:: WRITTEN INSTRUCTION ::
Render every line of the rows below as a numbered list, leaving out the blank lines.

Dataset items:
******************************

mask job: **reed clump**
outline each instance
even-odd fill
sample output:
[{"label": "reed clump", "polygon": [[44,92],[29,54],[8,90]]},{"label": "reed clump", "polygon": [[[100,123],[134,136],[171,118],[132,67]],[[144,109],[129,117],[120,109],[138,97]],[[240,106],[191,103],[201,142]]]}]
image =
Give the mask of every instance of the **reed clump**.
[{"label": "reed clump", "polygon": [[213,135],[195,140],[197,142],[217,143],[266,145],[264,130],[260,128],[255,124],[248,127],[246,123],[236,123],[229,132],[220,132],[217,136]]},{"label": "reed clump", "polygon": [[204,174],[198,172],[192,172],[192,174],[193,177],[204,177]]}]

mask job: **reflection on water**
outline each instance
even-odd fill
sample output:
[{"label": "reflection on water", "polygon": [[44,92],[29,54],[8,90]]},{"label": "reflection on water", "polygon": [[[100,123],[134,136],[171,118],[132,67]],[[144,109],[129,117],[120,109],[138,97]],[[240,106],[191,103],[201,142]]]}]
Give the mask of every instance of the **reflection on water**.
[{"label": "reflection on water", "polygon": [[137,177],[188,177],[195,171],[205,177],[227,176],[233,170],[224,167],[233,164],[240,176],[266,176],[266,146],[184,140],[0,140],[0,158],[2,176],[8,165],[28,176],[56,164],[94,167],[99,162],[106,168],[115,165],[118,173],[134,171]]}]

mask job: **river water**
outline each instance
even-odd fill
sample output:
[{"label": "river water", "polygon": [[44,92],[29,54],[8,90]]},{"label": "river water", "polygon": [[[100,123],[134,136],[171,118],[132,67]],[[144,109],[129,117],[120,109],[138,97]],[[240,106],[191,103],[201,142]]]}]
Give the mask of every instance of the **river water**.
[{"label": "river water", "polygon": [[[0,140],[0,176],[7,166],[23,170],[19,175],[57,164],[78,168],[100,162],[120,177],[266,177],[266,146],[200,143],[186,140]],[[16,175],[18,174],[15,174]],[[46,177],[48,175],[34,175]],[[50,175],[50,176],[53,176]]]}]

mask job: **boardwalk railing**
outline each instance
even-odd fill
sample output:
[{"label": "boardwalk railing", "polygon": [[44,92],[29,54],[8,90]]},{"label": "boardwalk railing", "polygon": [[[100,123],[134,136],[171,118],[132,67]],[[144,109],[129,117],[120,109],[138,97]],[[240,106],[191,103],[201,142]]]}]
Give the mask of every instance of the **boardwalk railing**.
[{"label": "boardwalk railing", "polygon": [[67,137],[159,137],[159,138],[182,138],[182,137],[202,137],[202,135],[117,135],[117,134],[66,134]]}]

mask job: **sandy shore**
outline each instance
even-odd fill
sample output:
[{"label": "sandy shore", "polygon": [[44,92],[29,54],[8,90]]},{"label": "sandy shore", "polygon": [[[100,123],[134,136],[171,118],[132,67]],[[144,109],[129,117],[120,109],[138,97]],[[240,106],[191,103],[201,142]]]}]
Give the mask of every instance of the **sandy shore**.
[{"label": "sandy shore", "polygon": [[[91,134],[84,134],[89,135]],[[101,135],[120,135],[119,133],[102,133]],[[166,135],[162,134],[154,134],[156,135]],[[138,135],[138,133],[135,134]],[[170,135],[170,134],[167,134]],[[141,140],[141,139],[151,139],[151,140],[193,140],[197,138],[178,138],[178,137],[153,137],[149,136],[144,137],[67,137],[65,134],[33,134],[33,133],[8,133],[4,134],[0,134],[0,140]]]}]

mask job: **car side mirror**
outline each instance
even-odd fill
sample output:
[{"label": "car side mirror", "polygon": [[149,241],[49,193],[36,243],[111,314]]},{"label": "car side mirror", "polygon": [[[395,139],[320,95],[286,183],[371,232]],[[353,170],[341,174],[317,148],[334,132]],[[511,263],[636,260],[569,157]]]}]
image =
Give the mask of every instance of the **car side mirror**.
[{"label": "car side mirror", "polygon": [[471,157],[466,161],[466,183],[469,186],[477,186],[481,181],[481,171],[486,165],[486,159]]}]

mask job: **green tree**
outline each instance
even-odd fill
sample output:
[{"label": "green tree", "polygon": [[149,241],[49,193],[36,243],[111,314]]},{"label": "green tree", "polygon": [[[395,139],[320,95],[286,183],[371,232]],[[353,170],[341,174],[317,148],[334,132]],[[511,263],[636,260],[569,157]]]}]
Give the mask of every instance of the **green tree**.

******************************

:: OUTPUT OF THE TASK ::
1. mask job: **reed clump**
2. outline each instance
3. even-odd fill
4. sample output:
5. [{"label": "reed clump", "polygon": [[44,92],[29,54],[8,90]]},{"label": "reed clump", "polygon": [[[100,123],[134,136],[171,118],[132,67]],[[144,109],[129,117],[120,109],[138,97]],[[240,106],[191,103],[201,142]]]}]
6. image =
7. Give the mask of every instance of the **reed clump**.
8. [{"label": "reed clump", "polygon": [[213,135],[195,140],[197,142],[217,143],[266,145],[264,130],[260,128],[255,124],[248,127],[246,123],[236,123],[229,132],[220,132],[217,136]]},{"label": "reed clump", "polygon": [[204,174],[198,172],[192,172],[192,174],[193,177],[204,177]]}]
9. mask job: **reflection on water**
10. outline each instance
11. even-odd fill
12. sample output:
13. [{"label": "reflection on water", "polygon": [[44,92],[29,54],[8,90]]},{"label": "reflection on water", "polygon": [[[100,123],[134,136],[171,118],[132,67]],[[144,109],[129,117],[120,109],[138,97]],[[240,106],[191,103],[201,142]]]}]
14. Give the mask of every instance of the **reflection on water**.
15. [{"label": "reflection on water", "polygon": [[137,177],[188,177],[195,171],[205,177],[227,176],[233,170],[224,167],[233,164],[240,176],[266,176],[266,146],[184,140],[0,140],[0,158],[2,176],[8,165],[28,176],[56,164],[94,167],[99,162],[106,168],[115,165],[118,173],[134,171]]}]
16. mask job: **river water**
17. outline each instance
18. even-odd fill
19. sample output:
20. [{"label": "river water", "polygon": [[44,92],[29,54],[8,90]]},{"label": "river water", "polygon": [[[100,123],[134,136],[171,118],[132,67]],[[144,109],[129,117],[120,109],[138,97]],[[240,106],[191,103],[201,142]]]}]
21. Give the mask of every instance of the **river water**.
22. [{"label": "river water", "polygon": [[[0,140],[0,176],[7,166],[23,170],[19,175],[57,164],[78,168],[100,162],[120,177],[266,177],[266,146],[200,143],[186,140]],[[16,175],[18,174],[15,174]],[[46,177],[48,175],[34,175]],[[50,175],[50,176],[53,176]]]}]
23. mask job: **boardwalk railing**
24. outline each instance
25. even-odd fill
26. sample output:
27. [{"label": "boardwalk railing", "polygon": [[44,92],[29,54],[8,90]]},{"label": "boardwalk railing", "polygon": [[[100,123],[134,136],[171,118],[132,67]],[[144,109],[129,117],[120,109],[138,97]],[[240,106],[191,103],[201,142]]]}]
28. Give the mask of every instance of the **boardwalk railing**.
29. [{"label": "boardwalk railing", "polygon": [[67,137],[159,137],[159,138],[182,138],[182,137],[202,137],[202,135],[117,135],[117,134],[66,134]]}]
30. mask job: **sandy shore**
31. outline each instance
32. even-odd fill
33. sample output:
34. [{"label": "sandy shore", "polygon": [[44,92],[29,54],[8,90]]},{"label": "sandy shore", "polygon": [[[100,123],[134,136],[171,118],[132,67]],[[144,109],[129,117],[120,109],[138,97]],[[240,106],[191,103],[201,142]]]}]
35. Give the mask of every instance of the **sandy shore**.
36. [{"label": "sandy shore", "polygon": [[[91,134],[84,134],[89,135]],[[101,135],[120,135],[119,133],[102,133]],[[166,135],[162,134],[154,134],[156,135]],[[138,135],[138,133],[135,134]],[[170,135],[170,134],[167,134]],[[141,140],[141,139],[151,139],[151,140],[193,140],[197,138],[178,138],[178,137],[153,137],[149,136],[144,137],[67,137],[65,134],[33,134],[33,133],[8,133],[4,134],[0,134],[0,140]]]}]
37. mask job: **car side mirror**
38. outline each instance
39. even-odd fill
40. sample output:
41. [{"label": "car side mirror", "polygon": [[149,241],[49,193],[36,243],[111,314]]},{"label": "car side mirror", "polygon": [[[395,139],[320,95],[286,183],[371,232]],[[353,170],[341,174],[317,148],[334,132]],[[511,263],[636,260],[569,157]]]}]
42. image =
43. Give the mask of every instance of the **car side mirror**.
44. [{"label": "car side mirror", "polygon": [[471,157],[466,161],[466,183],[469,186],[477,186],[481,181],[481,171],[486,165],[486,159]]}]
45. mask job: **green tree**
46. outline each instance
47. even-odd fill
48. sample output:
49. [{"label": "green tree", "polygon": [[149,241],[49,193],[36,243],[111,314]]},{"label": "green tree", "polygon": [[[395,139],[320,95],[286,183],[371,232]],[[353,170],[341,174],[317,148],[334,132]],[[511,263],[636,260],[569,157]]]}]
50. Give the mask of every instance of the **green tree**.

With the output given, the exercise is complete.